→ TASK ITEM
Return, word for word, the passage of the album review below that opens with the words "Matthew Horton , April" and closes with "in the title.".

→ SELECTED EXTRACT
..........

Matthew Horton , April 27th, 2023 07:23 The Quietus

The artist FKA-Throwing Shade returns on gauzy, hallucinatory form, finds Matthew Horton

It’s spring 2023 and we’re still caught in the shadow of Covid-19, struggling just to catch up with ourselves, get back to where we were. Nabihah Iqbal is the latest artist to re-emerge, finally, this second full-length album coming five years after debut Weighing Of The Heart, its completion thwarted by burglary, a mercy mission to family in Pakistan and a pandemic that kept her there for months. It’s a wonder it sounds so blissful. Perhaps the clue’s in the title.

First appearing a decade ago with the broken beats and icy Knife-like synth-pop of her alias Throwing Shade, Iqbal has reverted to her given name to embrace her heritage, but the switch also marked a change in style.

..........

→ EXTRACTED RECORDS
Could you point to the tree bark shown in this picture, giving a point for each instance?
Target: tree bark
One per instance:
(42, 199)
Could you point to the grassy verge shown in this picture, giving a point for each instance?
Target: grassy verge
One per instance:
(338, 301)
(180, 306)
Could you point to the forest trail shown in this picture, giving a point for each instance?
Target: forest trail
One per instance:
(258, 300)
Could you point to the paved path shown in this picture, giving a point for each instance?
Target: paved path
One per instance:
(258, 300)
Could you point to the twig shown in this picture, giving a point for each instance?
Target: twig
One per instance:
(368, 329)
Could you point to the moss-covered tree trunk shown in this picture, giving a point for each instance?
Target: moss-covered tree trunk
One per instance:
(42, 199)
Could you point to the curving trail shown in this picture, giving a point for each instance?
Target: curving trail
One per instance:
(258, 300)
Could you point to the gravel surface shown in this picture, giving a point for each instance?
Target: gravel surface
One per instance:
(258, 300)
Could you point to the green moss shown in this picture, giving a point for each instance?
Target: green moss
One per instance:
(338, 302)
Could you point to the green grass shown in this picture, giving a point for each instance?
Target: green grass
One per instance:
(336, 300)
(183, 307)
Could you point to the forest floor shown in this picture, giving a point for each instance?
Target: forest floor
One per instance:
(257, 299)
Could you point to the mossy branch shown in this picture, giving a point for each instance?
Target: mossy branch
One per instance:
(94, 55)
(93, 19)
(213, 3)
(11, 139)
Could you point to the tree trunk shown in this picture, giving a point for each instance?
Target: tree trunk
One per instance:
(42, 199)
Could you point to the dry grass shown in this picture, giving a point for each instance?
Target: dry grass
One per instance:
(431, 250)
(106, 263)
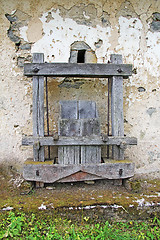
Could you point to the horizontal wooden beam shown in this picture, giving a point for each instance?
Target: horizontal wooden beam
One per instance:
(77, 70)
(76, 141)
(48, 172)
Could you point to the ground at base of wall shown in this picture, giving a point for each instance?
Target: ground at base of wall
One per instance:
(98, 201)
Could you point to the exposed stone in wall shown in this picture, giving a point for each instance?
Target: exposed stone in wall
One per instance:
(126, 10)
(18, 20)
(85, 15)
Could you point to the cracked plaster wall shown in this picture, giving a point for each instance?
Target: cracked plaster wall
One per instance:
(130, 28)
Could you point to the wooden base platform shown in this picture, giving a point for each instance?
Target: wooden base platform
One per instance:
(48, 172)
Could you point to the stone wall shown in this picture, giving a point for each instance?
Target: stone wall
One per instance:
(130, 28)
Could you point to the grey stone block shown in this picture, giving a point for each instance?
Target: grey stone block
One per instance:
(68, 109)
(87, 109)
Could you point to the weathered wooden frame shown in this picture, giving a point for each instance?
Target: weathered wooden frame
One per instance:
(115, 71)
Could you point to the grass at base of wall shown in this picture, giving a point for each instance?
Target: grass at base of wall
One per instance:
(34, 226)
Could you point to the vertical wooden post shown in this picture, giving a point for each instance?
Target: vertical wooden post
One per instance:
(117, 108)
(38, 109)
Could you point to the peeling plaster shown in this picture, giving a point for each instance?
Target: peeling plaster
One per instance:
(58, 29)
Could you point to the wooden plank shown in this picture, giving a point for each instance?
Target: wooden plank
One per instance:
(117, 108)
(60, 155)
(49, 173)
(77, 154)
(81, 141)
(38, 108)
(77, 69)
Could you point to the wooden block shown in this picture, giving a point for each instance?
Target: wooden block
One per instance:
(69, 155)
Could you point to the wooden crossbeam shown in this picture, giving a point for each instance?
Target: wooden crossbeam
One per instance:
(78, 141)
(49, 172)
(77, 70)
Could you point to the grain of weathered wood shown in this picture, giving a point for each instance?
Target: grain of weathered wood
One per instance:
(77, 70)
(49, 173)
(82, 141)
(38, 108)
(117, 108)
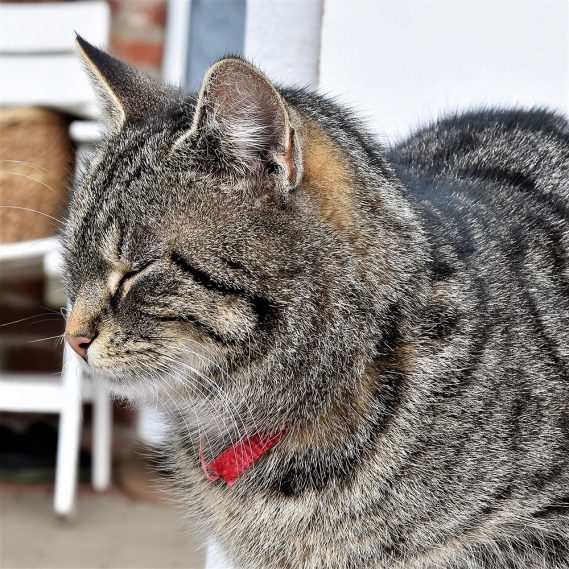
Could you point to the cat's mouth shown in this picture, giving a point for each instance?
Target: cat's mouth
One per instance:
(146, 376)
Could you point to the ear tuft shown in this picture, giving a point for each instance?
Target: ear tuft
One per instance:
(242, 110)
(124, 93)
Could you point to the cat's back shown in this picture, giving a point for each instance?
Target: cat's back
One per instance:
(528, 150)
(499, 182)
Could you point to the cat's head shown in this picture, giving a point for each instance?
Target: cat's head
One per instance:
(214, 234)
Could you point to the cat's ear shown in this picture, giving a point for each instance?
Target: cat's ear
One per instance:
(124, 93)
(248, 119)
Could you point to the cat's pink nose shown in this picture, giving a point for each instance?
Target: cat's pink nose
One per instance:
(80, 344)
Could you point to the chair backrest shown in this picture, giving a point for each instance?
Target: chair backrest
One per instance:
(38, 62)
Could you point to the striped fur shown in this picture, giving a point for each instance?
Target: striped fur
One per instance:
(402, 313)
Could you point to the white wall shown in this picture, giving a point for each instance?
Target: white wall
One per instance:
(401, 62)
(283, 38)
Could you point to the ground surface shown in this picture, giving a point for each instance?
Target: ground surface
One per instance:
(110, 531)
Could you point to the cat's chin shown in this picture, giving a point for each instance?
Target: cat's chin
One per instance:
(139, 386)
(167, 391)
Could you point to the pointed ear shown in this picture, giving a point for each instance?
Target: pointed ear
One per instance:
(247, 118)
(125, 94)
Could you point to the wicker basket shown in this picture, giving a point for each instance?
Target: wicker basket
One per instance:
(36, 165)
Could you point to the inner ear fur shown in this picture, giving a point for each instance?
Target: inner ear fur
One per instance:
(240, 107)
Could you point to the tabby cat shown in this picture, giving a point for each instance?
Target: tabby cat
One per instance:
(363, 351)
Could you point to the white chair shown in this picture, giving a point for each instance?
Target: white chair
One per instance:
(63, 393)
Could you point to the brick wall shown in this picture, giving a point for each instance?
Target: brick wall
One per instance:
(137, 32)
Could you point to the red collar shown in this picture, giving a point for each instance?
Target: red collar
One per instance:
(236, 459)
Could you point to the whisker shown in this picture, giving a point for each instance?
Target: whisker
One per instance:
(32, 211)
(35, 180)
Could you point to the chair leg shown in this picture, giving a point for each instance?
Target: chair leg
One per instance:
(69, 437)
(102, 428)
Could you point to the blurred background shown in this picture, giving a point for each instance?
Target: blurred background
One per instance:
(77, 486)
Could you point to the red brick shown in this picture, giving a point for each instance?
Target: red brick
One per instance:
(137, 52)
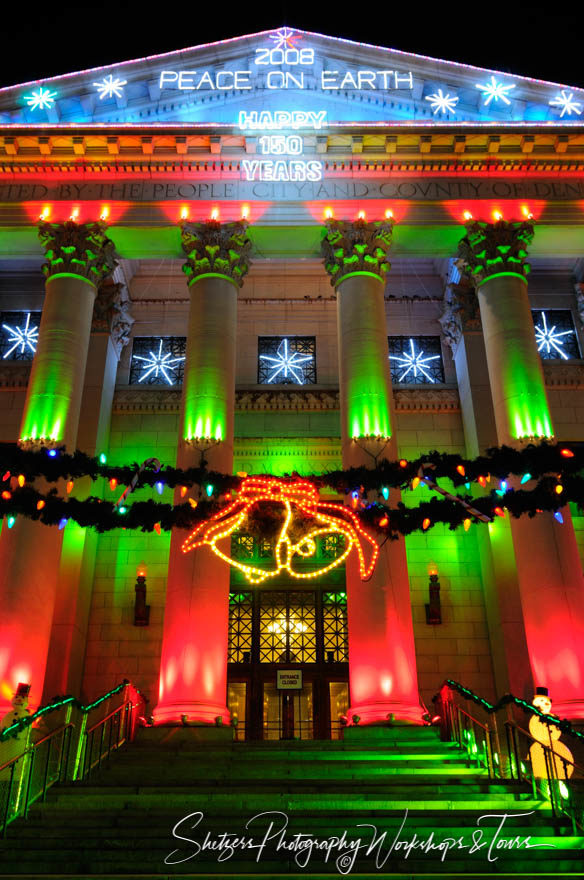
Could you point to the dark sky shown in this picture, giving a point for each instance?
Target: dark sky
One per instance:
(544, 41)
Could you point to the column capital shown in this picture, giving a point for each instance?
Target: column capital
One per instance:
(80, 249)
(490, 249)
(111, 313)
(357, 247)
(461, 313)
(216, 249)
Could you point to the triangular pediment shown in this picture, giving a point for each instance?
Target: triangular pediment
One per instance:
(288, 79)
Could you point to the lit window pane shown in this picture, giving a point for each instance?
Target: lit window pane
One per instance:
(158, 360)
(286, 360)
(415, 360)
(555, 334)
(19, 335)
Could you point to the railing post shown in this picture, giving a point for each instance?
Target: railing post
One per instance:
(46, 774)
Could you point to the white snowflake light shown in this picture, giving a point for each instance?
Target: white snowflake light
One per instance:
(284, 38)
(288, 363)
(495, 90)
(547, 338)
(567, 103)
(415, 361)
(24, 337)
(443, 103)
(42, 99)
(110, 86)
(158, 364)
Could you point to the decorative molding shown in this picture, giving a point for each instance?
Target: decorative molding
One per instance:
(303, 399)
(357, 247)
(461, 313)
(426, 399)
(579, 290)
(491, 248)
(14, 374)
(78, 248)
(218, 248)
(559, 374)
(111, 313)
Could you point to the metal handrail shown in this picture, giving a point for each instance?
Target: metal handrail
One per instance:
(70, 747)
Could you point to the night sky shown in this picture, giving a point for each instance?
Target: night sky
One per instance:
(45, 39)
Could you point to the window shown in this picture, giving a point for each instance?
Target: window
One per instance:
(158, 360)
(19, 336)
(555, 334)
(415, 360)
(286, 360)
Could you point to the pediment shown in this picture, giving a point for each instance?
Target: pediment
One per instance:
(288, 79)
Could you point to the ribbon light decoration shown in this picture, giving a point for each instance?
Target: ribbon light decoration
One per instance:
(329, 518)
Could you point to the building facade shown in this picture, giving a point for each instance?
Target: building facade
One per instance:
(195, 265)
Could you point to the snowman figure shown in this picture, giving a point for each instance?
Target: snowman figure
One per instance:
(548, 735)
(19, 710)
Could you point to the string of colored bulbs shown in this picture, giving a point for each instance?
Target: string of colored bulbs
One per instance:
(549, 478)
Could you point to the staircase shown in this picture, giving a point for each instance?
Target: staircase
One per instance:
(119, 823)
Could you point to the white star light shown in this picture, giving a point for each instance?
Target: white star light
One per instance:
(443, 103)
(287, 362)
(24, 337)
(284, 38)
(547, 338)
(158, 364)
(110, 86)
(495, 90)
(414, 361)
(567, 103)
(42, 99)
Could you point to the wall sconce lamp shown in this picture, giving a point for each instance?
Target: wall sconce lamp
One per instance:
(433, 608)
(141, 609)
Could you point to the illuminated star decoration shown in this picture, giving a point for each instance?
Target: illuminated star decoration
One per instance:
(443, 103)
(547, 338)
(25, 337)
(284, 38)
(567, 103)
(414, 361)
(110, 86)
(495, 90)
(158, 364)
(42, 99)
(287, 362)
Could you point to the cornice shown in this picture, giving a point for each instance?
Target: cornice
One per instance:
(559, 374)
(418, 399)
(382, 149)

..........

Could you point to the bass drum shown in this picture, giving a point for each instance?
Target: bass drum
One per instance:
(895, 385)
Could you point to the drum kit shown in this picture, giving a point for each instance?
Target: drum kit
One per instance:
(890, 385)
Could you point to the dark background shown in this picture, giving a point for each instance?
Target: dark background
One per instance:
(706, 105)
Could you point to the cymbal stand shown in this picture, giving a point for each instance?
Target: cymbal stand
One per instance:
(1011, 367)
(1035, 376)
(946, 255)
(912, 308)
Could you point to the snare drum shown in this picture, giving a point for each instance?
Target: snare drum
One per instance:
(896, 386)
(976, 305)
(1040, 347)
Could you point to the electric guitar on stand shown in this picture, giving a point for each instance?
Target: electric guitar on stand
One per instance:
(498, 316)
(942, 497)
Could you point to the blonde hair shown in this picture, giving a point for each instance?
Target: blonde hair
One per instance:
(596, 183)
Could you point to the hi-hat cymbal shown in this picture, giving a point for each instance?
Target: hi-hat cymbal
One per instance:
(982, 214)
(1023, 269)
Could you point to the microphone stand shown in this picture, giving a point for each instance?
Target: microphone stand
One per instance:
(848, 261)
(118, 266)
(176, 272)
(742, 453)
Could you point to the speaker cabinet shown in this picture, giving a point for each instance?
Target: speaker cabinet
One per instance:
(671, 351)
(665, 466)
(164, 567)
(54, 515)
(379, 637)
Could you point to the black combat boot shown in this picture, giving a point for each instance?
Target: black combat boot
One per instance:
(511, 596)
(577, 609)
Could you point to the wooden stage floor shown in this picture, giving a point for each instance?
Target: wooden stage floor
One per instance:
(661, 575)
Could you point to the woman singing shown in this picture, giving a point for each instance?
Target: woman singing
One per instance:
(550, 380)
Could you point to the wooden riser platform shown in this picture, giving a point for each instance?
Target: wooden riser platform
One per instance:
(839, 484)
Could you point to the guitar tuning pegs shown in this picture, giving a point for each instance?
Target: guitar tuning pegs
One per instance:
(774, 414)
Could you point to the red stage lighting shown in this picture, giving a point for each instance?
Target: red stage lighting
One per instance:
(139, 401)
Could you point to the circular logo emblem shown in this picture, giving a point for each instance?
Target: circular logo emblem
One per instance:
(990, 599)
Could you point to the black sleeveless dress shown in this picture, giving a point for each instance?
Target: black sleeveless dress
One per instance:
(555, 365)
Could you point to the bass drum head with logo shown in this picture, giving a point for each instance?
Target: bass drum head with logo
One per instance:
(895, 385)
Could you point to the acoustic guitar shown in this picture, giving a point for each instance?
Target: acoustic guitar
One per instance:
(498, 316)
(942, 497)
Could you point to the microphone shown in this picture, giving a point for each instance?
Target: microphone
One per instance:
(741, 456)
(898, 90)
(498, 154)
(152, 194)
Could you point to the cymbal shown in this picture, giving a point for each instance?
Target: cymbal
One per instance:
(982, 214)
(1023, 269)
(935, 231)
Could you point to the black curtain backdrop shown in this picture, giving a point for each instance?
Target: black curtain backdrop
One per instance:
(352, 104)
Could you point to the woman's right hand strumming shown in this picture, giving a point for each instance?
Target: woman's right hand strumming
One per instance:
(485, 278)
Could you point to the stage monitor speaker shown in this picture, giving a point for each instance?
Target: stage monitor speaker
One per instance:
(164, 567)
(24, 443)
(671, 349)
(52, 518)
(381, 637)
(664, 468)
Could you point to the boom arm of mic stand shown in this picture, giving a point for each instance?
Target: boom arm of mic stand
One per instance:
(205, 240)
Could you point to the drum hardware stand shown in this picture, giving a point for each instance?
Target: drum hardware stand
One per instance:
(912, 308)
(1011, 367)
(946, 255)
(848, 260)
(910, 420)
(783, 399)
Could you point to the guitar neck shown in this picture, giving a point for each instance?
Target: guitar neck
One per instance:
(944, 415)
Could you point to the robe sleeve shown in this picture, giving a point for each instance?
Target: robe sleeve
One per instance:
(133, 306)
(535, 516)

..........

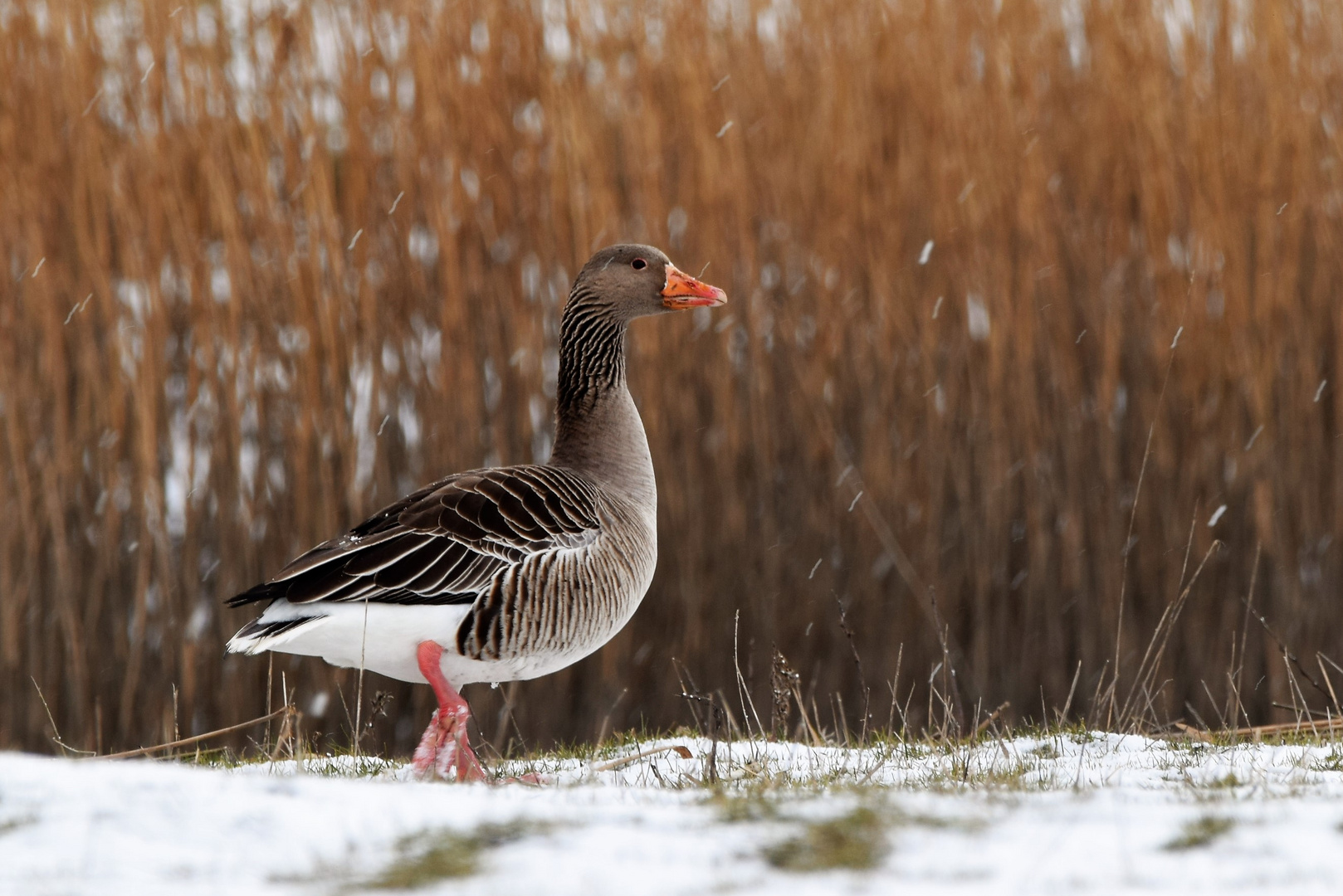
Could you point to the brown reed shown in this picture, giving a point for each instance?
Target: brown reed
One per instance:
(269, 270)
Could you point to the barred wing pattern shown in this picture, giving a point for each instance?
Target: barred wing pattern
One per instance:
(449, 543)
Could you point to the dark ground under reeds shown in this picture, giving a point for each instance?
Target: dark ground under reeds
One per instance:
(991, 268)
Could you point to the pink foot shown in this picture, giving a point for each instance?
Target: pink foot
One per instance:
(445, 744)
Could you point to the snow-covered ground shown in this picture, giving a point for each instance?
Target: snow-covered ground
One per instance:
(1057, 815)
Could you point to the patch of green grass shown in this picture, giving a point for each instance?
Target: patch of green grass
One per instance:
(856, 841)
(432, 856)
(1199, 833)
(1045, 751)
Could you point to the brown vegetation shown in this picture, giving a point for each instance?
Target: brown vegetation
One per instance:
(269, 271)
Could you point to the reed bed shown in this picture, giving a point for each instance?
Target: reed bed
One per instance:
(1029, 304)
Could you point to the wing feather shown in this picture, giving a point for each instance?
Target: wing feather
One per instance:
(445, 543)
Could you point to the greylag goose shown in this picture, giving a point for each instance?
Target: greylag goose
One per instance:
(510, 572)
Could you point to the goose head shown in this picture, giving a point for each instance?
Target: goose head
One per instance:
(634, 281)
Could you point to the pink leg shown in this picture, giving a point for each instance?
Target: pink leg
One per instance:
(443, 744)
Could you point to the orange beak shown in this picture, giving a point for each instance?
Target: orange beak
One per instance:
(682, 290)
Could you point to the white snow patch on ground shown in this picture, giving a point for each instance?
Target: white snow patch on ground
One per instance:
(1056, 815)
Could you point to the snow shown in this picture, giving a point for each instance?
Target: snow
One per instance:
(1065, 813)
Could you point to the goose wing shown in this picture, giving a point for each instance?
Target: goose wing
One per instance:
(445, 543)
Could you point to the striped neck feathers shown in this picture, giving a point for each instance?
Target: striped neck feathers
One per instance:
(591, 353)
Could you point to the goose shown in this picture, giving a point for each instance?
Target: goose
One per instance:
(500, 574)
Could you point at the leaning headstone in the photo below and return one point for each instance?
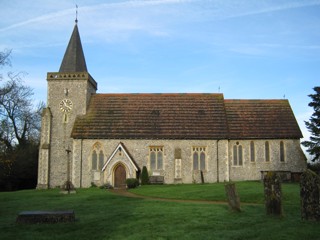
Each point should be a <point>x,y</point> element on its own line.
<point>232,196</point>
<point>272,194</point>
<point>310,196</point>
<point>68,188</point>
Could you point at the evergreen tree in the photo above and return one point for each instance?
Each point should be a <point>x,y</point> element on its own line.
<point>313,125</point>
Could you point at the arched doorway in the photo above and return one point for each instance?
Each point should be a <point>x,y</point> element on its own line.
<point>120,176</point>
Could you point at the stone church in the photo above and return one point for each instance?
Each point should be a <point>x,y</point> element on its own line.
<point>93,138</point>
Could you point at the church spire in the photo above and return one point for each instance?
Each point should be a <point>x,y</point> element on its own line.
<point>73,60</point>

..........

→ FINISHED TASK
Matthew Horton , April 27th, 2023 07:23 The Quietus

The artist FKA-Throwing Shade returns on gauzy, hallucinatory form, finds Matthew Horton

It’s spring 2023 and we’re still caught in the shadow of Covid-19, struggling just to catch up with ourselves, get back to where we were. Nabihah Iqbal is the latest artist to re-emerge, finally, this second full-length album coming five years after debut Weighing Of The Heart, its completion thwarted by burglary, a mercy mission to family in Pakistan and a pandemic that kept her there for months. It’s a wonder it sounds so blissful. Perhaps the clue’s in the title.